What the task asks: Rewrite the material starting at the line containing "As a courtesy, could you identify the round" and ending at the line containing "[281,52,348,91]", changing "utility pole" to "telephone pole" and altering nothing else. Leave the pictures out of your answer.

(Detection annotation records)
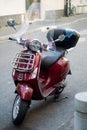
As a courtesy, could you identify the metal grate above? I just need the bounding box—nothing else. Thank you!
[12,52,35,72]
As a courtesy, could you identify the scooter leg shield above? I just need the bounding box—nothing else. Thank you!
[16,83,33,100]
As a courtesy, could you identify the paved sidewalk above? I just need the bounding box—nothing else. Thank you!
[0,14,87,41]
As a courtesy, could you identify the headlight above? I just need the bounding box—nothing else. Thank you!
[29,39,41,51]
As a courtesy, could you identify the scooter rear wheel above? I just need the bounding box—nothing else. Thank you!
[12,95,29,125]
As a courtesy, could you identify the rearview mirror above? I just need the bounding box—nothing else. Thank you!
[59,34,65,41]
[7,19,15,27]
[7,19,17,31]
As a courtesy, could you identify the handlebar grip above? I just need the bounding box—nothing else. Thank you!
[9,37,17,42]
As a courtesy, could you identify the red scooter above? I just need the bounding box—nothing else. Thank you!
[7,2,79,125]
[9,25,79,125]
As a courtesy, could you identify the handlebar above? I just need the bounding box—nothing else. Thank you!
[9,37,17,42]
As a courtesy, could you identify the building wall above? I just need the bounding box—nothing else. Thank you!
[0,0,25,27]
[72,0,87,14]
[41,0,64,20]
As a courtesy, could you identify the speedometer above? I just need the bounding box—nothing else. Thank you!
[29,39,41,51]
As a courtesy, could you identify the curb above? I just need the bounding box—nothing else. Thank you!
[0,17,87,41]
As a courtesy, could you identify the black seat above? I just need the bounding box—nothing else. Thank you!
[41,49,65,69]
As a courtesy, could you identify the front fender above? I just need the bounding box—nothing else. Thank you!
[16,83,33,100]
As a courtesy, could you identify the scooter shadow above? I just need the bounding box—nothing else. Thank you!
[3,93,68,130]
[23,93,68,126]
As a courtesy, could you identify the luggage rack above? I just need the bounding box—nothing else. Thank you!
[12,52,35,72]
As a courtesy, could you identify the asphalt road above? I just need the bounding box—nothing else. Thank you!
[0,20,87,130]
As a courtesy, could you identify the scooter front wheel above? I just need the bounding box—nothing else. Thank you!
[12,95,29,125]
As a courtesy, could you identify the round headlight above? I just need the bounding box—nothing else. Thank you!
[29,40,41,51]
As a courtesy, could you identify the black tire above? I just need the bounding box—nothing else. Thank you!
[12,95,29,125]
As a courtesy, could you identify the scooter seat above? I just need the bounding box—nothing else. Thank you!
[41,49,65,69]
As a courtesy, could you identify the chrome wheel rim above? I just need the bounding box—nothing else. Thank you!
[13,96,21,119]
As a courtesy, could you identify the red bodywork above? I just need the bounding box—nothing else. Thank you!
[12,50,70,100]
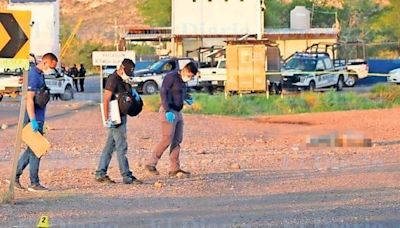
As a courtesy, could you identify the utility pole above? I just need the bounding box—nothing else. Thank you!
[114,17,119,51]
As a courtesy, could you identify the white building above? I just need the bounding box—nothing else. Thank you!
[171,0,265,56]
[8,0,60,58]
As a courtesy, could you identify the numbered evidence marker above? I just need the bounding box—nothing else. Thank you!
[36,216,50,228]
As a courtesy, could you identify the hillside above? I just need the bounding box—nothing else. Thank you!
[61,0,143,44]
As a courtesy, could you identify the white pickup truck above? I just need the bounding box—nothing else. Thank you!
[188,59,226,90]
[281,52,348,91]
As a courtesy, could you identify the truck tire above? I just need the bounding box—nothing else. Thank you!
[345,74,358,87]
[143,81,158,95]
[60,85,74,101]
[308,81,315,92]
[336,75,344,91]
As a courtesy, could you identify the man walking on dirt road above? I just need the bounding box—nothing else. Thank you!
[145,62,198,177]
[15,53,58,192]
[96,59,142,184]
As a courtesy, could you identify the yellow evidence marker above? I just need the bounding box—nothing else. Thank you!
[37,216,50,228]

Solution to this task:
As a courtesy, could you identify the round headlight above? I just need the bounding box—nothing else. Thank you!
[29,40,41,51]
As a courtesy, could you identify the black tire above? I just need the bounding box—nothing else. Thank you!
[12,95,29,125]
As a courtesy, could you identify the scooter seat above? I just need the bounding box—nothing else. Thank you!
[41,49,65,69]
As a courtesy, could you identify the chrome wheel rim above? I just need the bounding box—nothing else. Thank you!
[13,96,21,119]
As a courtesy, could you identify the red bodywork above? I just need the bounding box—nothing else. Thank you!
[12,50,70,100]
As a courtesy, could you identify the telephone pole above? I just need the bounding box—nothing else. Thank you!
[114,17,119,51]
As a courtesy, could you identify the white building above? I just need the bounding box—nothing else. Thank you!
[171,0,265,56]
[8,0,60,58]
As a courtesy, could you identify the numbered evidence marker above? I just need the bounding box—nothing else. Thank you!
[36,216,50,228]
As a courtesy, could you identify the hillside above? I just need the bounding box—nothing else. Thank you!
[61,0,143,44]
As a courtesy, could you identify the white pickup truck above? I just need the bounding box—nothing else. Thank you!
[188,59,226,90]
[281,52,348,91]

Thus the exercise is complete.